(Фрагмент текста):
===

Мы жили в Москве - Копелев Лев Зиновьевич 7 стр.


* * *

Книга Аркадия Белинкова о Юрии Тынянове (1961) - талантливый саркастический памфлет, направленный прежде всего против той части интеллигенции, которая в 20-е годы начала сотрудничать с советской властью, по наивности или по расчету поддерживая официальную идеологию.

Это дерзкое обличение встретило широкий, сочувственный отклик. Рецензия В. Шкловского в "Литературной газете" называлась "Талантливо!"

Для молодых читателей книга Белинкова стала первым снарядом, разрушавшим миф о двадцатых годах.

Первая книга воспоминаний Надежды Мандельштам, распространявшаяся в самиздате в 1964–1965 годах, покоряла прежде всего достоверным и поэтическим рассказом о страшной судьбе Осипа Мандельштама, о зарождении и "вызревании" стиха. Вместе с тем эта книга безоговорочно отвергала наши тогдашние иллюзии.

"Сейчас многие хотели бы соединить двадцатые годы с сегодняшним днем… Люди, уцелевшие от двадцатых годов, ходят сейчас среди новых поколений и всеми силами стараются им внушить, что тогда был пережит неслыханный расцвет - наука, литература, театр! - и если бы все шло намеченным тогда путем, мы бы уже взобрались на самые вершины жизни. Остатки ЛЕФа, сотрудники Таирова, Мейерхольда и Вахтангова, студенты и преподаватели ИФЛИ и Зубовского института, марксисты и отовсюду изгнанные формалисты, все, чье тридцатилетие выпало на двадцатые годы, еще и сейчас призывают вернуться в ту эпоху и снова, уже "не допуская никаких искажений", пойти открывшейся им оттуда дорогой. Иначе говоря, они не признали себя ответственными за то, что произошло после. Но так ли это? Ведь именно люди двадцатых годов разрушили ценности и нашли формулы, без которых не обойтись и сейчас: "молодое государство", "невиданный опыт", "лес рубят - щепки летят…". Каждая казнь оправдывалась тем, что строят мир, где больше не будет насилия, и все жертвы хороши ради неслыханного "нового". Никто не заметил, как цель стала оправдывать средства, а потом, как и полагается в таких случаях, постепенно растаяла…"

===

Записи разметки областей:
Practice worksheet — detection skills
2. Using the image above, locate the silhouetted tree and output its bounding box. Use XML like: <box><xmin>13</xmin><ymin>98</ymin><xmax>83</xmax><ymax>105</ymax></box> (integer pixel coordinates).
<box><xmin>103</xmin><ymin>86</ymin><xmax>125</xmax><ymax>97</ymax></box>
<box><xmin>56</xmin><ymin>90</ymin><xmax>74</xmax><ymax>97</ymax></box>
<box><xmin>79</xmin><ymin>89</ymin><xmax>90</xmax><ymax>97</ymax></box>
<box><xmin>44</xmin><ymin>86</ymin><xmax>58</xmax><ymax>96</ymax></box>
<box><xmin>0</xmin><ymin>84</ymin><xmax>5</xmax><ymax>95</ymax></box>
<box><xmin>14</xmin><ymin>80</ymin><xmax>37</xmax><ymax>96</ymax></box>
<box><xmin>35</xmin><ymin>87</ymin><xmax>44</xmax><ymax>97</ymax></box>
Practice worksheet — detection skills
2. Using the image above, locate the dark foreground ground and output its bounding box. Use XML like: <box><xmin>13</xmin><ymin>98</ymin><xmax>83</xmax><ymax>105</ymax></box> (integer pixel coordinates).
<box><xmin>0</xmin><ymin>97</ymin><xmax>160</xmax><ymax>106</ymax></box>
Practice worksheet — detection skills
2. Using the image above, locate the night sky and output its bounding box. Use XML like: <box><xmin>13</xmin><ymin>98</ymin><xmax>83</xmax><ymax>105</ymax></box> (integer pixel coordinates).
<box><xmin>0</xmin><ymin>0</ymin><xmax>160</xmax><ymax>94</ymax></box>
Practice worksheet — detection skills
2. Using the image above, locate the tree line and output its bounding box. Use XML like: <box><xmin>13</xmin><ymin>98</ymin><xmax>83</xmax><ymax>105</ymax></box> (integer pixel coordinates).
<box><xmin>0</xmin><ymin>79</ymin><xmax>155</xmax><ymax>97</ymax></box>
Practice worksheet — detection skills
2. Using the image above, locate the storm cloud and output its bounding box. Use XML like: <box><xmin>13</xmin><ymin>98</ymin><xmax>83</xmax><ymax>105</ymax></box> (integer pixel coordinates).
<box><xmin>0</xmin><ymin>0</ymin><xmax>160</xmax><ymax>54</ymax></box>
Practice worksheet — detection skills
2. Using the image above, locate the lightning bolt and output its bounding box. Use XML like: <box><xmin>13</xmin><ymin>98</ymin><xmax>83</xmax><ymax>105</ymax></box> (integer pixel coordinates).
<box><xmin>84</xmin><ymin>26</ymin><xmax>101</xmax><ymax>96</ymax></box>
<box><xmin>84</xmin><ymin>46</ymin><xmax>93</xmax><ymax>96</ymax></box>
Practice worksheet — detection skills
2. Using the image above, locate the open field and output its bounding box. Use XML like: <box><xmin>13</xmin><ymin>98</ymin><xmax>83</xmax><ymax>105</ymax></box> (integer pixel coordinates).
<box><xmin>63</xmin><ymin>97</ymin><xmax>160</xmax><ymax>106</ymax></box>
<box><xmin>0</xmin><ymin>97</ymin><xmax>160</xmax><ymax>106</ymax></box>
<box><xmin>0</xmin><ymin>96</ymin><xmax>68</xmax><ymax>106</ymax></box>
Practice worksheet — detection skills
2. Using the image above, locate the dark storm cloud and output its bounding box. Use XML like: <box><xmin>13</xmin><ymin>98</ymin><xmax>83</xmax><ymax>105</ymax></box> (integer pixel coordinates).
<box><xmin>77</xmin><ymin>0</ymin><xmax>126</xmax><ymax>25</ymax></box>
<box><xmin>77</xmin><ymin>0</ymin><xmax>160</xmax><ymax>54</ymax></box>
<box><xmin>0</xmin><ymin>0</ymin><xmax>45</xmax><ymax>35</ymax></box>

===

(Что нужно сделать): Пожалуйста, процитируйте дословно часть отрывка о двадцатых годах: начните с места со словами «Это дерзкое обличение» и остановитесь после слов «о двадцатых годах.». Записи здесь никакой роли не играют.

(Ответ):
Это дерзкое обличение встретило широкий, сочувственный отклик. Рецензия В. Шкловского в "Литературной газете" называлась "Талантливо!"

Для молодых читателей книга Белинкова стала первым снарядом, разрушавшим миф о двадцатых годах.